State how many lines in the records below contain the word "every". Reply with the number alone.

━━ Data shown

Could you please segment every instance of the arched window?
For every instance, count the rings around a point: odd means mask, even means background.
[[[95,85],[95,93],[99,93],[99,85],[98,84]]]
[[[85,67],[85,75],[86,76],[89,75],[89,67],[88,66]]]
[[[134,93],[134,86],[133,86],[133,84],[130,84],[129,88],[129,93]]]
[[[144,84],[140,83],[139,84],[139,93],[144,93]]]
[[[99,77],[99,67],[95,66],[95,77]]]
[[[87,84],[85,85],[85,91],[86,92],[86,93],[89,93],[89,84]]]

━━━━

- [In response]:
2